== SUPPLIED ENTRIES

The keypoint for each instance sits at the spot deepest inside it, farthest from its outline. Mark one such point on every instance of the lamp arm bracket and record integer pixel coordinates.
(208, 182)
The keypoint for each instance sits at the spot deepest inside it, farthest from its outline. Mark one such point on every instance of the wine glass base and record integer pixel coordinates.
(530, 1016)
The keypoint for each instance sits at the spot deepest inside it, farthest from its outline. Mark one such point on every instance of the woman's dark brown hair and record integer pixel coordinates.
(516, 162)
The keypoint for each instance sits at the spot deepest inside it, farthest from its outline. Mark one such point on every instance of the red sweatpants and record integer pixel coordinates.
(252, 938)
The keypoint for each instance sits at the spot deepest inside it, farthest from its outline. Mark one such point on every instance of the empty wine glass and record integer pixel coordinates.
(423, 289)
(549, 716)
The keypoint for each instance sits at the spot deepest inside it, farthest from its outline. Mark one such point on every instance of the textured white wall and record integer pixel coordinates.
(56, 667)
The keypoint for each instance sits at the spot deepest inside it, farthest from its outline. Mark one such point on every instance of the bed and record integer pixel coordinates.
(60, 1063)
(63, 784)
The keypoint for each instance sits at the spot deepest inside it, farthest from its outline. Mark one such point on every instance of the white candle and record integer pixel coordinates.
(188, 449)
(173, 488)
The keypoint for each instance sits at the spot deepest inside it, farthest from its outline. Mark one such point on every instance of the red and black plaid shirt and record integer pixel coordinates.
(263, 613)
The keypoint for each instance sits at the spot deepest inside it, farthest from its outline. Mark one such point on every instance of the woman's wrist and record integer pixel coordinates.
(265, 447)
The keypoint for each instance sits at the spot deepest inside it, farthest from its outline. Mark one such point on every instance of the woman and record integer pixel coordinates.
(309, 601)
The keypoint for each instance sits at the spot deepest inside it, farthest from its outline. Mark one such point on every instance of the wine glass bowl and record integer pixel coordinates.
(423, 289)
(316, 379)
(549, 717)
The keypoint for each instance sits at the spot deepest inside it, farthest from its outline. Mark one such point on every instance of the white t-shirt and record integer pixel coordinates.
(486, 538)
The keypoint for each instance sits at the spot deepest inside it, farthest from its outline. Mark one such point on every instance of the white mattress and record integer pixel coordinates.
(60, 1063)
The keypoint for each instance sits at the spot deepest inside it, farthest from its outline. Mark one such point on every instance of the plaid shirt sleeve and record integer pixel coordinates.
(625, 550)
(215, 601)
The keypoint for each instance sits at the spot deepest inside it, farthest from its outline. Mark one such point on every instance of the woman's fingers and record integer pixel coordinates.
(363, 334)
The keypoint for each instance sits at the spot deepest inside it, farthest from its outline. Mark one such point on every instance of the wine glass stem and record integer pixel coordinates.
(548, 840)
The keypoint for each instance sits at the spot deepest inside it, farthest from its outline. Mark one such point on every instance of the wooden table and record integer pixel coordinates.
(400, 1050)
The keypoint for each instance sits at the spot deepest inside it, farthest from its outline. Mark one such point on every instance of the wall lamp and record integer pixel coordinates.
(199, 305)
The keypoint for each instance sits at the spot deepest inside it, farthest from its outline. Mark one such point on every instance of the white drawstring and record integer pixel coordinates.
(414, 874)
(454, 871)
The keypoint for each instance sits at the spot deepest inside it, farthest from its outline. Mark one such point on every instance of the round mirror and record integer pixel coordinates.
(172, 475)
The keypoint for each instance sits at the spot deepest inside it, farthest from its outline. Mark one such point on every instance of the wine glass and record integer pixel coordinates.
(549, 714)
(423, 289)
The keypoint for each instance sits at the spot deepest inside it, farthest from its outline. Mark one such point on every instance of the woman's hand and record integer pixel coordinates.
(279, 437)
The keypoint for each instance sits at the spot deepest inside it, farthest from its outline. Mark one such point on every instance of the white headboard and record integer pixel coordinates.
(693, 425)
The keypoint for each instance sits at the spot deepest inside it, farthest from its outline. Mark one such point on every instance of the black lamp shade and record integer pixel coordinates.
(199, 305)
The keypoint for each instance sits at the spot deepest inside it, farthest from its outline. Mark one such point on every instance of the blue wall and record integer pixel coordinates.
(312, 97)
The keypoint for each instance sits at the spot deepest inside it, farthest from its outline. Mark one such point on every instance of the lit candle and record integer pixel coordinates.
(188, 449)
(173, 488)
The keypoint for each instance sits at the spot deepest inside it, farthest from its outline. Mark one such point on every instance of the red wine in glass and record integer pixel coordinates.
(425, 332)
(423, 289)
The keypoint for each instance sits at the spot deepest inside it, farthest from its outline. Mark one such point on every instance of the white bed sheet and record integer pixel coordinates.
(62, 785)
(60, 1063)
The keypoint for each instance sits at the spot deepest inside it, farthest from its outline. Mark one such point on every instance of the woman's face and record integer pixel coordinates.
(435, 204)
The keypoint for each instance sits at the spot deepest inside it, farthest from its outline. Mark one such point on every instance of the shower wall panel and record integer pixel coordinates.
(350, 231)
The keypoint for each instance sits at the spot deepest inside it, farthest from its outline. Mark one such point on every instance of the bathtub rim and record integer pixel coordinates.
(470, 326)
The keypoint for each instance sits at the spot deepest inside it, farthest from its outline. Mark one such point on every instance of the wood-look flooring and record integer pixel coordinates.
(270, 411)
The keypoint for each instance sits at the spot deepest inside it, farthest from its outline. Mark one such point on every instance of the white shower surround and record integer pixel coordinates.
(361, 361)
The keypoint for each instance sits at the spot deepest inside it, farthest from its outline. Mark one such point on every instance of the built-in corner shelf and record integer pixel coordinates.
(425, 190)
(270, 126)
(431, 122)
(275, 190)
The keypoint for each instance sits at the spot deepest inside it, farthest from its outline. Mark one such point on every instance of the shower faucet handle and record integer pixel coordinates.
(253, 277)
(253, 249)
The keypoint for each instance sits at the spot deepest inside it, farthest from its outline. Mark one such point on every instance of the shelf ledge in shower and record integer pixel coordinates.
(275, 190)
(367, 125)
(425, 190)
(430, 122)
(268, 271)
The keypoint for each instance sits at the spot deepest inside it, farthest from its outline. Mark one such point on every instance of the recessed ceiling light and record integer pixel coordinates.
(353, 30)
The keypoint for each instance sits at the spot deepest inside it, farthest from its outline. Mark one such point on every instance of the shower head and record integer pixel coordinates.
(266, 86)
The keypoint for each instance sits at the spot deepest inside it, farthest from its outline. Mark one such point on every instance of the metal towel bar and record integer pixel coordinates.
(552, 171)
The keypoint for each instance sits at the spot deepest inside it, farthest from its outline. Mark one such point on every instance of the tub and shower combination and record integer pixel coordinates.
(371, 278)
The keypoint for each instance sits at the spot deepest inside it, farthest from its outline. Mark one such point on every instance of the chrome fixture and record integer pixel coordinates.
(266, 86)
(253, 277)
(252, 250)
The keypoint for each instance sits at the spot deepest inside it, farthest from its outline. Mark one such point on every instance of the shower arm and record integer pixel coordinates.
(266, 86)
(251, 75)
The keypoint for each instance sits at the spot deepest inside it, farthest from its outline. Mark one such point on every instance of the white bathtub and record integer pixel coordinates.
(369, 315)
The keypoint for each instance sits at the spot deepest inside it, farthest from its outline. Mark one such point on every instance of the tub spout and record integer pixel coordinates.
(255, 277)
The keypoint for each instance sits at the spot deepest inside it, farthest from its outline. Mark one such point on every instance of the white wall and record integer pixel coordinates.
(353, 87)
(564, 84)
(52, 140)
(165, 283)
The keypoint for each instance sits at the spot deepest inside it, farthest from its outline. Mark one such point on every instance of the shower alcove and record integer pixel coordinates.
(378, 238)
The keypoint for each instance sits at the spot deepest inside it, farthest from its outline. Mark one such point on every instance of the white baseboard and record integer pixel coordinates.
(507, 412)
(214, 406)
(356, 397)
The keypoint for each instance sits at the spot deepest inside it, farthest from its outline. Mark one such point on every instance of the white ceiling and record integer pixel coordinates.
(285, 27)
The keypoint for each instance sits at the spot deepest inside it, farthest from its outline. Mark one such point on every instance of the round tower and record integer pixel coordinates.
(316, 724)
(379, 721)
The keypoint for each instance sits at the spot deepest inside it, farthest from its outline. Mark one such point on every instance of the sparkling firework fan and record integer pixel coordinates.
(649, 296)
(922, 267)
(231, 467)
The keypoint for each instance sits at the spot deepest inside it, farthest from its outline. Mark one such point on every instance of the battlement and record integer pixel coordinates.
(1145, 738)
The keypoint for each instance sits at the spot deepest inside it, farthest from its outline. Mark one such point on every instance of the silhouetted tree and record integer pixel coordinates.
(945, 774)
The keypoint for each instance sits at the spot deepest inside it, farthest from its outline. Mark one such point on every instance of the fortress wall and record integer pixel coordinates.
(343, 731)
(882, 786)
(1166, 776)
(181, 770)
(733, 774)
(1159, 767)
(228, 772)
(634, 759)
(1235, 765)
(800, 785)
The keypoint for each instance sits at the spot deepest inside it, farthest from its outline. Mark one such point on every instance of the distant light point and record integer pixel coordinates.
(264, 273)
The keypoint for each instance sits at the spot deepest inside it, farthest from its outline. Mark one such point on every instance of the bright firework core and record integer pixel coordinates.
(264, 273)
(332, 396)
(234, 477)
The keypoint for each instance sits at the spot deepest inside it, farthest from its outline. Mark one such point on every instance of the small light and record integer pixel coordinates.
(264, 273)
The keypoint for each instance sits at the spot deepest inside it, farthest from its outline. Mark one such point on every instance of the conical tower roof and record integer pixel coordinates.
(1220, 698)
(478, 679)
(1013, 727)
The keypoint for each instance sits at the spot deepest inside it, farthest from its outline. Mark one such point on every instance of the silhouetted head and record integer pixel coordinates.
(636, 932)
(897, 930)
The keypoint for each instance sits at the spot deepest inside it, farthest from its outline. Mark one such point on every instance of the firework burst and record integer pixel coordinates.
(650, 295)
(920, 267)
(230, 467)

====

• WHAT IS NEEDED: Quote, without alteration, the final stretch of the entries: the line with "tree and record integer pixel coordinates." onward to the last line.

• SOLUTION FOR THIS PROBLEM:
The keypoint for each instance sits at the spot deepest inside it, farthest from its outline. Mark one such point on every instance of the silhouetted tree and record integer pixel coordinates.
(945, 774)
The keypoint for each instance sits at the spot deepest inside it, farthest from its outline. Mark one such point on every instance of the fortress wall and record integer pixel coordinates.
(343, 731)
(882, 786)
(1166, 776)
(181, 770)
(733, 774)
(1159, 767)
(228, 772)
(634, 759)
(1235, 765)
(800, 785)
The keypoint for each instance sits at the spot deepest inside it, farthest from its outline. Mark one such point on every instance of the distant light point and record integer pixel coordinates.
(264, 273)
The keypoint for each instance sits at the spot deepest inside it, farthest from its outline. Mark one such point on every instance of the bright firework core and record integer pixel coordinates.
(264, 273)
(332, 396)
(234, 477)
The keypoint for each instance sits at the spot deepest inside it, farthest from its outline. Mark one such point on every instance of the small light and record integer pixel coordinates.
(264, 273)
The keypoint for each instance sits at the spot deepest inside it, farthest from its outline. Mark one such point on every instance of the conical tower roof and record integer pixel coordinates.
(1220, 698)
(478, 679)
(1013, 727)
The keypoint for each instance sits at the spot deepest inside it, farthest from its outline. Mark one such point on every instance of the silhouetted head and record integer pixel coordinates.
(636, 932)
(897, 930)
The keypoint for each instance sits at the spot deepest inside it, farthest from its outline. Mark one such point on every instance of the firework burst and record integer pixel coordinates.
(650, 295)
(920, 267)
(230, 467)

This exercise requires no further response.